◆ **Requirement**
State how many lines in the listing below include the word "dark", and add nothing besides the number.

◆ **Input**

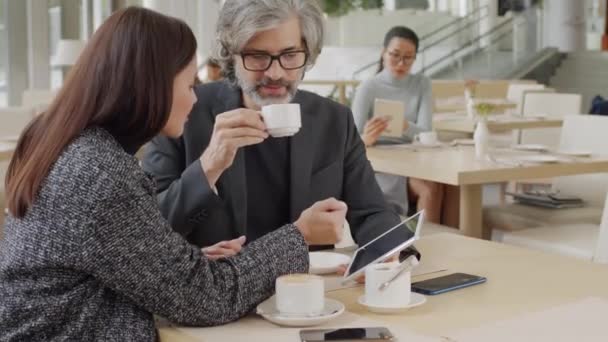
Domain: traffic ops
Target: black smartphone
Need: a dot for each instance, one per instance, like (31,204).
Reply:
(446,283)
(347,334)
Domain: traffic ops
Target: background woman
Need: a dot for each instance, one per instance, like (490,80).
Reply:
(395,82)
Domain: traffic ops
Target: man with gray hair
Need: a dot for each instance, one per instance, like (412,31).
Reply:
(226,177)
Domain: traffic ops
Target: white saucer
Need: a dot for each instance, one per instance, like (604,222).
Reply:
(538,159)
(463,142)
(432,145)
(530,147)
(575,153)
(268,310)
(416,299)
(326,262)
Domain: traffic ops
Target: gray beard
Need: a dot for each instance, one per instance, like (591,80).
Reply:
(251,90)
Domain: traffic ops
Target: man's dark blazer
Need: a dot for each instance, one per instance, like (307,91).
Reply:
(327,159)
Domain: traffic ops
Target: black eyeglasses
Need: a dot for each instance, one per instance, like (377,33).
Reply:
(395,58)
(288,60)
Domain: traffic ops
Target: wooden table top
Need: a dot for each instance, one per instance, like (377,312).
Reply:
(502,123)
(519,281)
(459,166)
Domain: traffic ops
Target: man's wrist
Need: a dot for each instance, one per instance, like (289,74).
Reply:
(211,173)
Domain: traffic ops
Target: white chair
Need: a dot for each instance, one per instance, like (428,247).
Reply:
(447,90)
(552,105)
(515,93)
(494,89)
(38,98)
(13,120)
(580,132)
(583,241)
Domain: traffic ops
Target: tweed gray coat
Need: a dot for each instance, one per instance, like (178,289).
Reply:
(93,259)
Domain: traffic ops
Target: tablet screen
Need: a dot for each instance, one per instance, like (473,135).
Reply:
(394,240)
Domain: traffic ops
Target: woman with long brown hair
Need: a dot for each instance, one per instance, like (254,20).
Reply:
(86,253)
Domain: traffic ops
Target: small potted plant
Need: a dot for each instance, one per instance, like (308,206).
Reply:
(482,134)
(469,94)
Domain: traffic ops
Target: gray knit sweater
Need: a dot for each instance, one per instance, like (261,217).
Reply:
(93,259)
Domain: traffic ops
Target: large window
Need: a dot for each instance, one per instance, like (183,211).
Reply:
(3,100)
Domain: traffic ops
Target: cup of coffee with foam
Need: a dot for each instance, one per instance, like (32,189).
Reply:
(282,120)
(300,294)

--

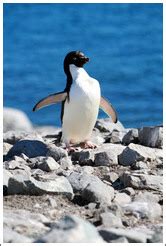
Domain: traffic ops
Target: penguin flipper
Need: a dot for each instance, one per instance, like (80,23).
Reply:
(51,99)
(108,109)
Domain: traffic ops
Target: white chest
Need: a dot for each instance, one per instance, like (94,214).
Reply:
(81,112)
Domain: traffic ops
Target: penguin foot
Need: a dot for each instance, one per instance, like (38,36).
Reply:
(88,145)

* * *

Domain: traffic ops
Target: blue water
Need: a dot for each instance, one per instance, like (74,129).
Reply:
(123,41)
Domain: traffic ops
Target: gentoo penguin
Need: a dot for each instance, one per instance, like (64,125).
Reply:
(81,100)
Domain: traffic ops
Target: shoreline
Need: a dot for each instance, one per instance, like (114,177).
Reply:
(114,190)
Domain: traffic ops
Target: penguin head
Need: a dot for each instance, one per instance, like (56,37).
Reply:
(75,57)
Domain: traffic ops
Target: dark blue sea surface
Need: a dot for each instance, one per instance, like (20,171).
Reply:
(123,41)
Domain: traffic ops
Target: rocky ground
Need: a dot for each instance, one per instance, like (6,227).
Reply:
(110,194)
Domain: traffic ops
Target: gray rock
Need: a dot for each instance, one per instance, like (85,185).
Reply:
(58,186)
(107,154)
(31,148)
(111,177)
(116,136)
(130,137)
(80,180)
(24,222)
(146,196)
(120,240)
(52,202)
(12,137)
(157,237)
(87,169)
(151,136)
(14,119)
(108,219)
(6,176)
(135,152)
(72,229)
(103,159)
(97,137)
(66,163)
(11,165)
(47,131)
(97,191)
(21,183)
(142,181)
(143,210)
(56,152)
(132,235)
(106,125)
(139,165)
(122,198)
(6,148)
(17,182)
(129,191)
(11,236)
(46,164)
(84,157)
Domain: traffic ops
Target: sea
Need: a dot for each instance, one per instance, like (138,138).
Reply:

◆ **Response area**
2